EXERCISE PASSAGE:
Last month, an AI agent called Latent-Y designed therapeutic antibodies from text prompts and hit 6 of 9 targets with single-digit nanomolar affinities, 56 times faster than traditional methods. No human pipetted anything. The confirmation came from the lab, not the model. That is a genuinely extraordinary result, and I want to be precise about what it tells us and what it does not.
It tells us that AI can execute the mechanics of science at a speed and scale that no human team can match. It does not tell us that AI should replace human scientists. Those are different claims, and conflating them is how we make expensive institutional mistakes.
What the Numbers Actually Show
The Kosmos system, demonstrated at NVIDIA's GTC conference in late March, reproduced 3 existing findings and generated 4 novel contributions, including a causal link between SOD2 and reduced myocardial fibrosis. Stanford and Princeton's LabOS XR system pairs AI agents with physical robots to run real experiments, partly because 70% of biomedical scientists cannot replicate their colleagues' work and 50% cannot replicate their own. These are not marginal improvements. They are structural fixes to problems that have plagued human-run labs for decades.
But here is the methodological tension I keep returning to: the same literature that trains these AI systems is saturated with publication bias. Roughly 95% of life sciences papers focus on just 5,000 well-studied human genes. An AI that reads the literature is not reading science; it is reading the science that got funded, survived peer review, and confirmed what editors expected. The hypothesis space it explores is shaped by every bias baked into that corpus. That is not a small caveat. It is a structural ceiling on what autonomous systems can discover without human redirection.
Dr. Hector Zenil at the King's Institute for AI put the deeper problem plainly: future AI systems may explore hypothesis spaces so vast that human scientists may never fully catch up. He calls this "alien science," discoveries that are effective but incomprehensible. Think of it like a map drawn in a language no one can read. The territory is real. The directions are useless.
The Question Science Cannot Outsource
Andrew Beam, CTO of Lila Sciences, offered the most honest framing I have seen: scientists who use AI will phase out those who do not. Fair point. Adoption matters. But Beam's framing still assumes scientists are in the room, making calls about what the AI should pursue next. That assumption is doing a lot of work.

EXTRACTED MATERIAL:
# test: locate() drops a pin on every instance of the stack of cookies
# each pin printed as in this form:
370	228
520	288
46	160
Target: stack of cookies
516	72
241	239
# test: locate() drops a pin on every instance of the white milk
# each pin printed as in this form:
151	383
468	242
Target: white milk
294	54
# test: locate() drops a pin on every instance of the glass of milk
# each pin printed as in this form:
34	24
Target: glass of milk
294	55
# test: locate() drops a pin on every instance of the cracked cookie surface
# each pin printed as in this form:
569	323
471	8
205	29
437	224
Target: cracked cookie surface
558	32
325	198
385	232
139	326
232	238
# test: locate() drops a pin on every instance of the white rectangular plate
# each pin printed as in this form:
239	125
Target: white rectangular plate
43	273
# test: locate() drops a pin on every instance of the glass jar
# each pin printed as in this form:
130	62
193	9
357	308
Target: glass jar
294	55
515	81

EXERCISE BRIEF: Reproduce the part of the AI-in-science text between "The Question Science" and "lot of work.", inclusive.

RESPONSE BELOW:
The Question Science Cannot Outsource
Andrew Beam, CTO of Lila Sciences, offered the most honest framing I have seen: scientists who use AI will phase out those who do not. Fair point. Adoption matters. But Beam's framing still assumes scientists are in the room, making calls about what the AI should pursue next. That assumption is doing a lot of work.